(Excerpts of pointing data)
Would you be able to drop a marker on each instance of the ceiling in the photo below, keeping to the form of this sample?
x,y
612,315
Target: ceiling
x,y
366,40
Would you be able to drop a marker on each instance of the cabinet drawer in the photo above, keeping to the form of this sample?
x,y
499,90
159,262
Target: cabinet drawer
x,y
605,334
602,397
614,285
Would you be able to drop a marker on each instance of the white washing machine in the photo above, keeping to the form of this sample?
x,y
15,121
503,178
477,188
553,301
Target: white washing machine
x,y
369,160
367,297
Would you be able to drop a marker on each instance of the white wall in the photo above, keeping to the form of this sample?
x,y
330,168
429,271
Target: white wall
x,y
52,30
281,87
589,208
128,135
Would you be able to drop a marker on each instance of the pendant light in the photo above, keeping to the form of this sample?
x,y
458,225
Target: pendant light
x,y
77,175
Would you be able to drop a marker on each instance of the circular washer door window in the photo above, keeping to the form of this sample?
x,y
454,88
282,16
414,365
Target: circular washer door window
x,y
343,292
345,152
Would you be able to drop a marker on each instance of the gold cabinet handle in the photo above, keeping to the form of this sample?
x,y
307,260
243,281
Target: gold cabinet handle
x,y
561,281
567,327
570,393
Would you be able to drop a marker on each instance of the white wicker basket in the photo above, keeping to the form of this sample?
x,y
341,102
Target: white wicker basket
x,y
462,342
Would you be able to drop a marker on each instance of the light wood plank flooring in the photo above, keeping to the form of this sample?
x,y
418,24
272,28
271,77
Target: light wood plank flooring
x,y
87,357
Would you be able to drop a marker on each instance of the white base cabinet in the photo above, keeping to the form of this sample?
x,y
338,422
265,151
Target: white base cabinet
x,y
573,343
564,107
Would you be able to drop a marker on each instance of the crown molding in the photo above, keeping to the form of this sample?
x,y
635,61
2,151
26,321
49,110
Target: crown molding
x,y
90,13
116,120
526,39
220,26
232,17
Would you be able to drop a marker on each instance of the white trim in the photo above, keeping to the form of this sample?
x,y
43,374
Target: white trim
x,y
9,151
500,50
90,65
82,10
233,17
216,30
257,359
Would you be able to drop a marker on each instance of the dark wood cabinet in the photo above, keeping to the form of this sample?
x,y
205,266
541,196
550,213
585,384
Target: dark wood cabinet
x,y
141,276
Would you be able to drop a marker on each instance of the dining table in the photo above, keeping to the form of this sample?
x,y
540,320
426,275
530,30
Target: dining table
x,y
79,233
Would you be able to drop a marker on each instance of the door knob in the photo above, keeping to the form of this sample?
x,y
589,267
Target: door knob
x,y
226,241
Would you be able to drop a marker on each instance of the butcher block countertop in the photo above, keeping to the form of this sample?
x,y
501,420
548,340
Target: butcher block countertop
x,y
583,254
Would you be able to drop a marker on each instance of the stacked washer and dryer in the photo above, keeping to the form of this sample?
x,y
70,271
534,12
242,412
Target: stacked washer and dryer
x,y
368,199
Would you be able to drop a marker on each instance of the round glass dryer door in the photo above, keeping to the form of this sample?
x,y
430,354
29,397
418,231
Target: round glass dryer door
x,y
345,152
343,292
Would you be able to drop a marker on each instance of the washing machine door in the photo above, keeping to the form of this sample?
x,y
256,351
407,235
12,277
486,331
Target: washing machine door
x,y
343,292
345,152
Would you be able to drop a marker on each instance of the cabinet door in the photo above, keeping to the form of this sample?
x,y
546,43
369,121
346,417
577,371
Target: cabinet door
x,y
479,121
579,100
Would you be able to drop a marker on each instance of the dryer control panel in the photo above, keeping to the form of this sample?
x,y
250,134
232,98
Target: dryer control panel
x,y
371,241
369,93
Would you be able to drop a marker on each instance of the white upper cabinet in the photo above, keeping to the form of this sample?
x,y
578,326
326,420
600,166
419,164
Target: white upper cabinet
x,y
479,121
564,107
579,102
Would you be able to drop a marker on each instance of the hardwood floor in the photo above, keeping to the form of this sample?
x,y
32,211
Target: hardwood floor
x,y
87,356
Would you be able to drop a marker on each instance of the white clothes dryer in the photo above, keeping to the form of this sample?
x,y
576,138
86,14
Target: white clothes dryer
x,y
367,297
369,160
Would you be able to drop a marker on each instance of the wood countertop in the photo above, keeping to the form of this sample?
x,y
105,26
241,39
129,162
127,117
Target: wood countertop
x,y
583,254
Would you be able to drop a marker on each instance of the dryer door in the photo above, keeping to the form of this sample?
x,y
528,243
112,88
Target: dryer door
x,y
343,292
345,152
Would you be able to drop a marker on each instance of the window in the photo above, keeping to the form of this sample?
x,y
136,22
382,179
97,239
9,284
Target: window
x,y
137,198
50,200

Written request:
Copy the rows above, changing "drop a marker" to "put a dot" wherever it appears and leaving everything else the same.

Output below:
Would you be able to put a dot on each instance of the ceiling in the photo below, keeping to the form of this sample?
x,y
612,315
Target: ceiling
x,y
366,40
Would you be able to put a dot on each instance of the cabinet drawer in the photo above, keeping to the form of this sample?
x,y
499,90
159,262
Target: cabinet drawer
x,y
605,334
602,397
614,285
Would you be able to put a dot on each instance of the white washing machine in the photo above, keeping to the form of this sample?
x,y
15,121
503,178
477,188
553,301
Target: white washing machine
x,y
369,160
367,297
Would you be able to put a dot on each instance of the white wall in the photo above, keeping to the form of this sample?
x,y
330,168
429,271
Target: white wall
x,y
52,30
281,87
589,208
128,135
Would you be able to put a dot on each instance of the pendant light in the photo above, keeping to the form of this sample?
x,y
458,225
Target: pendant light
x,y
77,175
Would you be able to put a dot on each instance of the circular washer door window in the photo above, keeping to the form of this sample?
x,y
454,88
282,16
414,365
Target: circular washer door window
x,y
343,292
345,152
Would you be able to put a dot on each instance of the gold cabinet handle in the photo above, keeping to the form of this sample?
x,y
307,260
243,281
Target: gold cabinet handle
x,y
561,281
567,327
570,393
Would you be able to put a dot on each instance of the white wicker basket in the photo above, keeping to the form of this sample?
x,y
341,102
Target: white wicker basket
x,y
462,342
Would you be able to put a dot on each instance of the light wood plank flooring in the photo above, keeping to the form of this sample?
x,y
418,24
272,28
271,77
Target: light wood plank flooring
x,y
87,357
Would you be able to put a dot on each instance of the white base cabinet in the photo above, keeping to the form of this sample?
x,y
338,422
265,151
Target: white base cabinet
x,y
573,343
564,107
Would you be able to put a dot on each instance of the crown molding in the photo above, keeping to the form of this sample?
x,y
635,61
2,151
26,321
49,110
Target: crown molding
x,y
90,13
116,120
526,39
220,26
232,17
Would you be able to put a dot on each instance of the white trim in the photo above, keeping to the form of this sample?
x,y
43,374
Target: white trim
x,y
9,151
500,50
90,65
82,10
233,17
216,30
257,359
Would you be able to put a dot on each instance of the dark wood cabinet in the photo above, keeping to the form of this sample?
x,y
205,266
541,196
550,213
585,384
Target: dark wood cabinet
x,y
141,276
Would you be able to put a dot on each instance of the dining table in the photo above, keeping to the form of this sample?
x,y
540,320
426,275
530,30
Target: dining table
x,y
79,233
Would you be able to put a dot on each instance of the door knob in the photo above, keeping to the form of this sample?
x,y
589,267
Target: door knob
x,y
226,241
Would you be able to put a dot on each instance of the butcher block countertop in the photo above, keeping to the form of this sample?
x,y
501,420
548,340
Target: butcher block countertop
x,y
583,254
Would you be able to put a dot on each instance of the stacked washer and dryer in the photo above, keeping to the form of this sample?
x,y
70,271
534,12
242,412
Target: stacked washer and dryer
x,y
368,199
Would you be able to put a dot on each instance of the round glass dryer door in the photo above, keeping to the form of this sample?
x,y
430,354
29,397
418,231
Target: round glass dryer door
x,y
345,152
343,292
Would you be able to put a dot on each instance of the washing machine door in the photo above, keeping to the form of this sample?
x,y
256,351
407,235
12,277
486,331
Target: washing machine door
x,y
343,292
345,152
Would you be able to put a dot on each instance of the cabinet door in the photo above, keeping to the form of this sample?
x,y
546,43
369,121
346,417
577,371
Target: cabinet door
x,y
479,121
579,100
Would you be able to put a dot on each instance of the dryer control panel in the photo above, keeping to the form of this sample?
x,y
250,134
232,98
Target: dryer control panel
x,y
371,241
369,93
Would you be able to put a dot on each instance of the white upper cabinet in the photo above, keeping to the form of this sample?
x,y
578,326
326,420
600,166
419,164
Target: white upper cabinet
x,y
479,121
564,107
579,102
Would you be able to put a dot on each instance of the hardwood floor in the photo above, keeping to the form of this sample?
x,y
32,211
Target: hardwood floor
x,y
87,356
Would you be able to put a dot on each instance of the white clothes dryer in the photo above, keeping to the form of this sample?
x,y
576,138
86,14
Target: white clothes dryer
x,y
367,297
369,160
Would you be able to put a dot on each instance of the wood countertop in the photo above, keeping to the form of this sample?
x,y
105,26
241,39
129,162
127,117
Target: wood countertop
x,y
583,254
Would you be able to put a dot on each instance of the dryer door in the photo above, keeping to the form of this sample?
x,y
528,243
112,88
Target: dryer door
x,y
343,292
345,152
Would you be able to put a dot on each instance of the window in the photo above, keeping to the form of this sample?
x,y
136,22
382,179
97,239
9,284
Target: window
x,y
137,198
50,200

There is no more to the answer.